EXERCISE GOAL: Give back the line containing "above for tan" along with every line after it, exactly, until the entries end.

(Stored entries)
----
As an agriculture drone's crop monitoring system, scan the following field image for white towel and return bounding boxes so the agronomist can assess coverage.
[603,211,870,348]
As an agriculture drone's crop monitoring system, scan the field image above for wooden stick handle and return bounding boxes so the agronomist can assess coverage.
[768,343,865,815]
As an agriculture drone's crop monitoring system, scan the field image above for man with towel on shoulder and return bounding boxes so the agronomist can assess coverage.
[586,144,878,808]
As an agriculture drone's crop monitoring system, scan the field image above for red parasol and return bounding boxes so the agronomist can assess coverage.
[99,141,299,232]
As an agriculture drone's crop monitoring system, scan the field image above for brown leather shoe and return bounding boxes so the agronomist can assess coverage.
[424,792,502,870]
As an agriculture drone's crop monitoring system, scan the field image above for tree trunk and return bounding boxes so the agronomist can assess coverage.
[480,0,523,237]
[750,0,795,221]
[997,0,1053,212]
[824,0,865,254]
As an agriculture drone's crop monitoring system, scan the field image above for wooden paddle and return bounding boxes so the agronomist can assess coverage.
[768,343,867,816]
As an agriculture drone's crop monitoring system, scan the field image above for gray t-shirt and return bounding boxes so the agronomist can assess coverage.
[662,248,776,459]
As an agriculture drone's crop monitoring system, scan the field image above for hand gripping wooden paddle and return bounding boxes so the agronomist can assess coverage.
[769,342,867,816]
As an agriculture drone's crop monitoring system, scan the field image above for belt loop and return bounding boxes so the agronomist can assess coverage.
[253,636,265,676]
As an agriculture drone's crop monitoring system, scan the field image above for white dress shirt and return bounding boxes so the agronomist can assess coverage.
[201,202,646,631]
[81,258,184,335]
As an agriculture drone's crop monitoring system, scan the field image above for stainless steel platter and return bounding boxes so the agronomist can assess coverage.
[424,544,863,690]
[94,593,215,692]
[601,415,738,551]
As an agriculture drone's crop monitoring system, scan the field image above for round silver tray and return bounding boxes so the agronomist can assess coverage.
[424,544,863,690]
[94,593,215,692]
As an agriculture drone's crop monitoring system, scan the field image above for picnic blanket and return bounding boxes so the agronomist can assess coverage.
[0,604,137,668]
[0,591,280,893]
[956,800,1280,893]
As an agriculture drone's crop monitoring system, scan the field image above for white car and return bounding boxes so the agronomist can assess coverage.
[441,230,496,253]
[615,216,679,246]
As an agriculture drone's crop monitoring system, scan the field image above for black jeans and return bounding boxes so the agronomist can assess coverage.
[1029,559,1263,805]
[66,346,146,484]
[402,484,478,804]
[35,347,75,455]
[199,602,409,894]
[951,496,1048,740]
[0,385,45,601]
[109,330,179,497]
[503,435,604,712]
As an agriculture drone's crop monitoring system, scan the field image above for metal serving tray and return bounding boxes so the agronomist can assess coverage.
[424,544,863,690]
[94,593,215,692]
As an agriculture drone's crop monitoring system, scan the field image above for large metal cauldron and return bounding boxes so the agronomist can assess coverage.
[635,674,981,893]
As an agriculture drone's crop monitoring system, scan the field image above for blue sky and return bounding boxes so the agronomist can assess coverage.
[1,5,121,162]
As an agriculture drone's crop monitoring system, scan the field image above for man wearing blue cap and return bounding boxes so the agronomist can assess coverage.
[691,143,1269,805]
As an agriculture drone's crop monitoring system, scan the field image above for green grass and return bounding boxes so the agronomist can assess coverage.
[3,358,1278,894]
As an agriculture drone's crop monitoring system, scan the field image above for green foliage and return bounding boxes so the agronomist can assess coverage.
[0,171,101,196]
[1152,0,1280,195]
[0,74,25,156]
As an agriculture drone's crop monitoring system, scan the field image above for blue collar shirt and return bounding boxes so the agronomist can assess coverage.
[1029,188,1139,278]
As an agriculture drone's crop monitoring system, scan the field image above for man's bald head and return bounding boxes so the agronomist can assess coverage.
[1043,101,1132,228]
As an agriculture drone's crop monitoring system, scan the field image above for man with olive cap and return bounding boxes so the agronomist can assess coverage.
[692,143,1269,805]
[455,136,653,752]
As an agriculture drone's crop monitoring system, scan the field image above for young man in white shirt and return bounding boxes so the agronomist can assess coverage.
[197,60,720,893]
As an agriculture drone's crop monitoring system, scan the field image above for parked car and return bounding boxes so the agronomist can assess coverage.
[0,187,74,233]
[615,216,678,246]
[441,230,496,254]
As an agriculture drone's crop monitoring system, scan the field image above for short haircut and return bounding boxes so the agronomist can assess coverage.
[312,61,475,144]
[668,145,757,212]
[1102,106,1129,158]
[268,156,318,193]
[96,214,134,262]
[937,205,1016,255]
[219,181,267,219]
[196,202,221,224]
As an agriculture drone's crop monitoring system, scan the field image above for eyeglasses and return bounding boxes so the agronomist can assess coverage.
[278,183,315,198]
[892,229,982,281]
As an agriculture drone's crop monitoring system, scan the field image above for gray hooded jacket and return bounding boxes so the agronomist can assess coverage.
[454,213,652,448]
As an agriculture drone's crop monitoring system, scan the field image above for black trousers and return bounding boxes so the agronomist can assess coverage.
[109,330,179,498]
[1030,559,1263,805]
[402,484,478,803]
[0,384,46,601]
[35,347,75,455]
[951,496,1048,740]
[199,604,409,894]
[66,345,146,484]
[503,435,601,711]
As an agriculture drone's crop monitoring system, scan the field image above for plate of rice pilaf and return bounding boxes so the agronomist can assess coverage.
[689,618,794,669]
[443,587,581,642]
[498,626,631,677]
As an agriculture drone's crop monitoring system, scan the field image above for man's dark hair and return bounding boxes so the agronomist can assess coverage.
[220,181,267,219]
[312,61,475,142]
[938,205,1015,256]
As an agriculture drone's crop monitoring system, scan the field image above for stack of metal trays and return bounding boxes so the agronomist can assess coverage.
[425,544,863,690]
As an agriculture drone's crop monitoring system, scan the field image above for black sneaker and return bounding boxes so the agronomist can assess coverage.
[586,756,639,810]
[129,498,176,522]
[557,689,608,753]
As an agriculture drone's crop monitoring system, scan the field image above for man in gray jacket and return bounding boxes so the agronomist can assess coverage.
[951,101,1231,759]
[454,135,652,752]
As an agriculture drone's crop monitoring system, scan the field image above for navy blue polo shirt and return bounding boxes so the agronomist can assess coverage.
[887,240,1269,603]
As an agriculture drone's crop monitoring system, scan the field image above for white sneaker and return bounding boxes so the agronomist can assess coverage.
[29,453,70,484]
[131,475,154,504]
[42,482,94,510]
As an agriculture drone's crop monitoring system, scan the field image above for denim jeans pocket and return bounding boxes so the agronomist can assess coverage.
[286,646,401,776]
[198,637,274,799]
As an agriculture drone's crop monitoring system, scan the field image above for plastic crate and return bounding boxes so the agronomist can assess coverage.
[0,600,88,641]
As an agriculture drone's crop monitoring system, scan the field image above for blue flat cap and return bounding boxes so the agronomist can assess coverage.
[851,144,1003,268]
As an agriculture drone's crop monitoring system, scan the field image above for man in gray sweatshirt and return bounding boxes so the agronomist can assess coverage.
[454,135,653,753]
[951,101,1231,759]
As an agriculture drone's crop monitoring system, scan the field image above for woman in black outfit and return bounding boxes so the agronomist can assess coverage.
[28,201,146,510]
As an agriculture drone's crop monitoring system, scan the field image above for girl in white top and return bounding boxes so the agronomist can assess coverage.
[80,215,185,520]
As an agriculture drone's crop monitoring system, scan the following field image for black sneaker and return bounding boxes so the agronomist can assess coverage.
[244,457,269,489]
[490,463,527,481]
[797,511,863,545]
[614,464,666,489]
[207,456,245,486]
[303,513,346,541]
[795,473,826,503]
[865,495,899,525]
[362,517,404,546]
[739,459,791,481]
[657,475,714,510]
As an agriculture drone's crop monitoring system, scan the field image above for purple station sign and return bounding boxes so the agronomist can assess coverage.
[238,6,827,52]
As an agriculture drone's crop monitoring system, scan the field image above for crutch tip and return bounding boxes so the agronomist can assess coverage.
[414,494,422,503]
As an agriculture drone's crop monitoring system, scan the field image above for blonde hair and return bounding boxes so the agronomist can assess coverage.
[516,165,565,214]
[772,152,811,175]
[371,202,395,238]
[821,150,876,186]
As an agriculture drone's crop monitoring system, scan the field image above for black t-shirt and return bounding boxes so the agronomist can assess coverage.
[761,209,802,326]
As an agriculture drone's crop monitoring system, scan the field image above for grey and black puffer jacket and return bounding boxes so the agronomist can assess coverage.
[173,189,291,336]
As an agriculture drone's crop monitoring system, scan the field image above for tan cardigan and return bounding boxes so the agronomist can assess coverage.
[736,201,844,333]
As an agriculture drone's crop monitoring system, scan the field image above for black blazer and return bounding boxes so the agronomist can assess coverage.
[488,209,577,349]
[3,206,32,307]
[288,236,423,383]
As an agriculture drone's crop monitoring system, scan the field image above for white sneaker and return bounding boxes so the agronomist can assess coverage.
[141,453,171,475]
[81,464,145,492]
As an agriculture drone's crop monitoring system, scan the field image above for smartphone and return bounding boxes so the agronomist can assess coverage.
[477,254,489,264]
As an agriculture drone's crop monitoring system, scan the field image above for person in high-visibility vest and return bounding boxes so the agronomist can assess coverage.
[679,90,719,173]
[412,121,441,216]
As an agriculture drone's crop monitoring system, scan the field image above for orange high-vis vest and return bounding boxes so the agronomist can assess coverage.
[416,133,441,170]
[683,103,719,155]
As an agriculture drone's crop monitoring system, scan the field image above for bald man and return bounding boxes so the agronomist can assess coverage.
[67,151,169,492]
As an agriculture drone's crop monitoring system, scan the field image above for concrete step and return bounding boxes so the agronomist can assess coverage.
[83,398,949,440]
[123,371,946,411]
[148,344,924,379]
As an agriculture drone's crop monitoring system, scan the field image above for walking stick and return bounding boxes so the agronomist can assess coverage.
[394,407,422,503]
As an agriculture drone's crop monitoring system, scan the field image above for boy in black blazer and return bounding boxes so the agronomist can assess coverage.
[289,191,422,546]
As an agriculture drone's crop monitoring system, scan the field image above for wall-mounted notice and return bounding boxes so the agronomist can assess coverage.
----
SOLVED PROBLEM:
As an agriculture drone's crop monitoring system, scan the field image above for tan cardigan and return bounding boxes so the agronomist can assess coverage.
[736,201,844,333]
As an agriculture drone's crop monitoring system, scan the field image above for black blazer and return bounding boxes so the agronomist can assess coverage.
[488,209,577,349]
[3,206,32,307]
[288,236,423,383]
As an agriculture drone's crop monitoring system, scan the field image above for white sneaker and return bounding boxes so the agronomist can assess coverage.
[141,453,171,475]
[81,464,145,492]
As an agriculture drone's crop monitoring system, scan the field image above for smartphone and return bounding boxes so the agronomist can assess coverage.
[477,254,489,264]
As an agriculture drone's crop monitoring system, scan the field image above for person in high-visibility vest and return bounding boxes so the agronomist can assess coverage.
[679,90,719,173]
[412,121,441,216]
As an agriculture drone's crop monitoring system, scan the field image above for orange high-vis vest and return bounding boxes so the agronomist can assess coverage.
[416,133,441,170]
[683,103,719,155]
As an agriculture drone's crop monitoring system, scan the field image above for bald man and return bounding boxes so the agronomist can assess coverage.
[67,151,169,492]
As an agriculture drone's crop monitoring system, scan the field image above for concrete step and return bounding boxes so the agronomist can assess coverage.
[83,398,949,440]
[123,371,946,411]
[148,344,924,379]
As an agriculture drone's crop monitoring system, scan the field image above for walking stick and return bounding boxes so the agronomist can assess coverage.
[394,407,422,503]
As an agriculture drone's crop monitoring system, scan the field image above for boy in black blazer and return bounding boxes so the agronomist can assess coverage.
[289,191,422,546]
As an agriculture drone's crop monitoring system, scan the field image above for wall-mounted notice and return bounding boxes so the agronomist can assess coverage.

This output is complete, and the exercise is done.